[Records contained in a dataset]
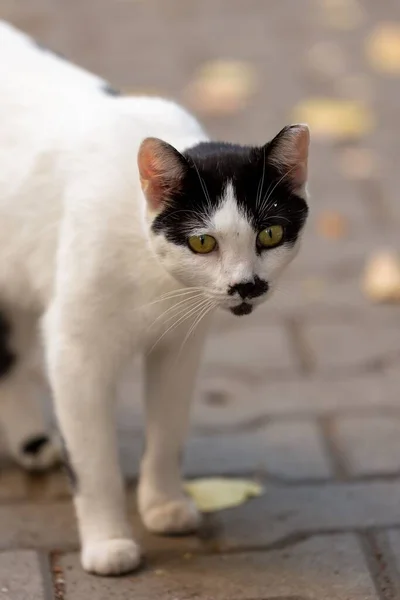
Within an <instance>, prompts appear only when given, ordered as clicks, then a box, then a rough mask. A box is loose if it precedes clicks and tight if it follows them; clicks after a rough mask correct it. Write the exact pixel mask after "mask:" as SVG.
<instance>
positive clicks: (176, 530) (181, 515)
mask: <svg viewBox="0 0 400 600" xmlns="http://www.w3.org/2000/svg"><path fill="white" fill-rule="evenodd" d="M141 517H142V519H143V522H144V524H145V526H146V527H147V529H148V530H149V531H151V532H153V533H161V534H164V535H168V534H170V535H179V534H184V533H193V532H195V531H196V530H197V529H198V528H199V527H200V524H201V520H202V518H201V514H200V512H199V511H198V510H197V508H196V506H195V505H194V503H193V502H192V500H190V499H189V498H180V499H179V500H170V501H169V502H166V503H164V504H160V505H156V506H152V507H151V508H148V509H147V510H146V509H143V510H141Z"/></svg>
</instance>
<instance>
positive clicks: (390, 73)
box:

TASK OBJECTIVE
A word-for-word copy of the entries above is needed, with every picture dropped.

SOLUTION FOR THIS TASK
Within an <instance>, prompts appear only when given, ordered as clicks, then a box, then a rough mask. A box is loose if it precedes clicks and tight if it follows them; clicks after a rough mask correct it. Write the exact pixel mask after "mask:" as SVG.
<instance>
positive clicks: (176, 530) (181, 515)
mask: <svg viewBox="0 0 400 600" xmlns="http://www.w3.org/2000/svg"><path fill="white" fill-rule="evenodd" d="M141 517H142V519H143V522H144V524H145V526H146V527H147V529H148V530H149V531H151V532H153V533H161V534H164V535H168V534H170V535H179V534H184V533H193V532H195V531H196V530H197V529H198V528H199V527H200V524H201V520H202V518H201V514H200V512H199V511H198V510H197V508H196V506H195V505H194V503H193V502H192V500H190V499H189V498H180V499H179V500H170V501H169V502H166V503H164V504H160V505H156V506H152V507H151V508H148V509H147V510H146V509H143V510H141Z"/></svg>
</instance>
<instance>
positive clicks: (390, 73)
box:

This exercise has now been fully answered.